— Start Source text —

# vim: set ft=text80:
# # # # # # # # # # # # # # # # # # # # # # # # # # # # # # # # # # #
#
#              C E D A R
#          S O L U T I O N S       "Software done right."
#           S O F T W A R E
#
# # # # # # # # # # # # # # # # # # # # # # # # # # # # # # # # # # #
#
# Author   : Kenneth J. Pronovici <pronovic@ieee.org>
# Project  : Cedar Backup
# Revision : $Id: INSTALL,v 1.5 2002/12/10 19:37:49 pronovic Exp $
# Purpose  : Installation instructions
#
# # # # # # # # # # # # # # # # # # # # # # # # # # # # # # # # # # #

#
# Background
##

The initial process of configuring the Cedar Backup package is a
unfortunately somewhat complicated, and it's also difficult to script
from an installation standpoint.  (The process of configuration is not
any more difficult than some other similar kinds of tasks - such as
setting up a VPN - but that may or may not be of comfort to you.) The
good news is that once you get through the initial configuration
process, you'll hardly ever have to change anything. Even better, the
most typical kinds of changes (i.e. adding and removing directories from
a backup) are easy.

This file describes how to install the Cedar Backup source package,
and then also describes all of the steps that you'll need to take
after installing the package.



#
# Installing package dependencies
## 

The Cedar Backup package relies on a number of outside packages.  Before
installing Cedar Backup, you must make sure that certain dependencies
are met.

First, Cedar Backup is written in and depends on Python
(http://www.python.org), version 2.2.  Most Linux distributions already
have Python pre-packaged.  Cedar Backup also depends on the Python
4Suite XML package.  These must be installed before you install the
Cedar Backup package itself.

Client machines require:

   du 
   mount
   umount
   GNU tar
   gzip                 (optional)
   compress             (optional)
   bzip2                (optional)
   ssh/scp or rsh/rcp   (not required in a pool of one)

Master machines have the same requirements as client machines, and then
also require:

   cdrecord
   eject
   mkisofs

If you do not currently have one of these packages installed, you should
be able to find a link to it at freshmeat (http://www.freshmeat.net).


#
# Installing the package
##

Cedar Backup is distributed as a standard Python distutils
source distribution.  When you un-tar the Cedar Backup tarfile, you
will find a directory containing (among other things) a file called
setup.py.  Simply use the command:

   python setup.py install

to install Cedar Backup.  Note: in the command, 'python' must be
the Python version 2.2 interpreter.


#
# Determining the mode of installation
## 

Before proceeding any further, read manpage for cback(1) and skim the
manpage for cback.conf(5).  Both manpages are included with the source
distribution.  The manpage for cback(1) details all of the options
available to the cback script (the main Cedar Backup front-end), and
also provides some information on how backups are structured. The
manpage for cback.conf(5) describes all of the different Cedar Backup
configuration options.

— End Source text —
— Start Record set —

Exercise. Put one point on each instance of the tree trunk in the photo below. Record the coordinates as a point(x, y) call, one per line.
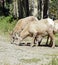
point(45, 14)
point(15, 10)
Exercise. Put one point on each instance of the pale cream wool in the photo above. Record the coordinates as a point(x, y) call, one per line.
point(50, 21)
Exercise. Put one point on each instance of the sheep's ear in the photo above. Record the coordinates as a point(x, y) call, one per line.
point(17, 35)
point(10, 32)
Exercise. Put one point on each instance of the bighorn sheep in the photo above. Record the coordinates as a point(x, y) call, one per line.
point(21, 25)
point(43, 27)
point(54, 31)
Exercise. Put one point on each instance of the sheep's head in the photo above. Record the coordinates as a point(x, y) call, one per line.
point(16, 39)
point(56, 28)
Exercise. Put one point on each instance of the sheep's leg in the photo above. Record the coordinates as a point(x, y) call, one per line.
point(47, 40)
point(52, 39)
point(34, 44)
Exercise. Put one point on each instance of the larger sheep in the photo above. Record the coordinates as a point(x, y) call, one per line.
point(42, 27)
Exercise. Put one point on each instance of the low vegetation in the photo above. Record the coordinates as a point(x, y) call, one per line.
point(6, 24)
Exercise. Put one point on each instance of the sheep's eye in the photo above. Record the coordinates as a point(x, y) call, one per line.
point(13, 38)
point(16, 38)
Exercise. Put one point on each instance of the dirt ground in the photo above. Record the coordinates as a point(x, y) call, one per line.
point(11, 54)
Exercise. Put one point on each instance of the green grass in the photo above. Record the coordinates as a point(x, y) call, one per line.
point(6, 24)
point(33, 60)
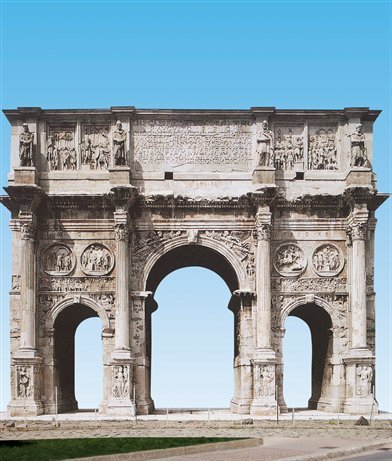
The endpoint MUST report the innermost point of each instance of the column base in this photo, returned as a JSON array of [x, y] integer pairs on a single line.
[[119, 407], [263, 406], [240, 406], [29, 407], [145, 407], [365, 406]]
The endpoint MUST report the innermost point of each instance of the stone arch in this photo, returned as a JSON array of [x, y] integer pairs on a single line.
[[64, 319], [307, 299], [319, 315], [82, 300], [228, 255]]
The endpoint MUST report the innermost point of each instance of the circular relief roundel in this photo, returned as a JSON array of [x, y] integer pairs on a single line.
[[327, 260], [289, 260], [58, 259], [97, 259]]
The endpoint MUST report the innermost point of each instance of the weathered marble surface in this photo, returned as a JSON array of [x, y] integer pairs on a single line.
[[105, 203]]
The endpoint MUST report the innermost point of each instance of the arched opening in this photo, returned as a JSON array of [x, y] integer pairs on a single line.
[[65, 326], [320, 325], [209, 296], [297, 346], [88, 364]]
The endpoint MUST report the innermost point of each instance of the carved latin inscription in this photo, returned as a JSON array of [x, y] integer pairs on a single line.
[[184, 142]]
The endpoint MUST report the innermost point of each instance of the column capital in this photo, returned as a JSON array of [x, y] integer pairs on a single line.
[[358, 225], [141, 294], [263, 225], [123, 197], [28, 225]]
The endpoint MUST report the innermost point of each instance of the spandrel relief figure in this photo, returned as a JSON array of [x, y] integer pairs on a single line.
[[289, 260], [358, 149], [265, 145], [364, 380], [322, 151], [120, 387], [60, 150], [119, 138], [58, 260], [24, 382], [26, 146], [327, 260], [97, 260]]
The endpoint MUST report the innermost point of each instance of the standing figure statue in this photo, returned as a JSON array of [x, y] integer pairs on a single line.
[[358, 150], [119, 138], [265, 145], [26, 146]]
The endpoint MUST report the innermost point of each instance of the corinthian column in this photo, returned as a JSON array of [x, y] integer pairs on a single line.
[[263, 280], [122, 324], [358, 232], [28, 283]]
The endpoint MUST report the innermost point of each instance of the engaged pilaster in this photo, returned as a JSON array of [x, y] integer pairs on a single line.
[[264, 358], [359, 362], [121, 400]]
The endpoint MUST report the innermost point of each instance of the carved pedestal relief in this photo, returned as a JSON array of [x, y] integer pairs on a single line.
[[122, 381], [364, 380], [264, 381]]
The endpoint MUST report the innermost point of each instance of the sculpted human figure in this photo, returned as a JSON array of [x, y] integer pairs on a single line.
[[265, 143], [358, 150], [26, 146], [119, 137], [24, 382]]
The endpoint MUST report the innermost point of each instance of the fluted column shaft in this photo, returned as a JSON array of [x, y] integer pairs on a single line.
[[358, 233], [122, 323], [263, 280], [28, 287]]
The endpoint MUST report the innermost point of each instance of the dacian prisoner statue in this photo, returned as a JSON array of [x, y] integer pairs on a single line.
[[105, 203]]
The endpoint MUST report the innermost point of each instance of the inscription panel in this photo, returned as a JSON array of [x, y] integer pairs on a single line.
[[226, 144]]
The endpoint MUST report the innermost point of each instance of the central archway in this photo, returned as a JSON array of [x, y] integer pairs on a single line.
[[190, 256]]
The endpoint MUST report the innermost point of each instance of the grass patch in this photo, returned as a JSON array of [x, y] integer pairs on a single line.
[[57, 449]]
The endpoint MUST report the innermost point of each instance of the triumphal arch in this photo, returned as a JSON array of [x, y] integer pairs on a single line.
[[106, 202]]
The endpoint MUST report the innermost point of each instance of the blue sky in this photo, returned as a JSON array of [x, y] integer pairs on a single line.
[[203, 55]]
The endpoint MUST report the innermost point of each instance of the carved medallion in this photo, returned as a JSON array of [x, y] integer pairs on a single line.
[[97, 259], [58, 259], [289, 260], [327, 260]]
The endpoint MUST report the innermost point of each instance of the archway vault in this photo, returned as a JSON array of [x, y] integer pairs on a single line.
[[208, 253]]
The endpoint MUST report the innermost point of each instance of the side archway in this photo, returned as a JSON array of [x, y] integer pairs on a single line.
[[319, 316], [64, 319]]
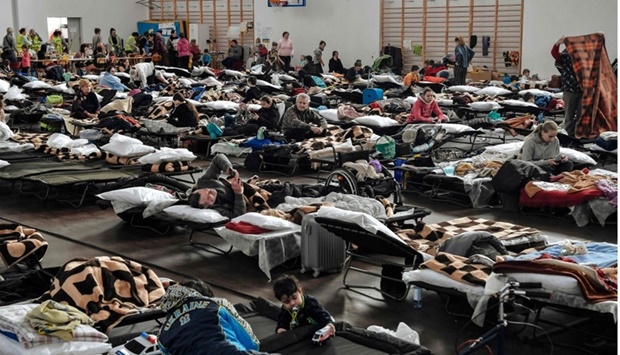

— End Record set —

Please name the Python version that Cedar Backup depends on, according to the Cedar Backup installation instructions. The entries have no connection to the Cedar Backup installation instructions.

→ Finished answer:
Version 2.2.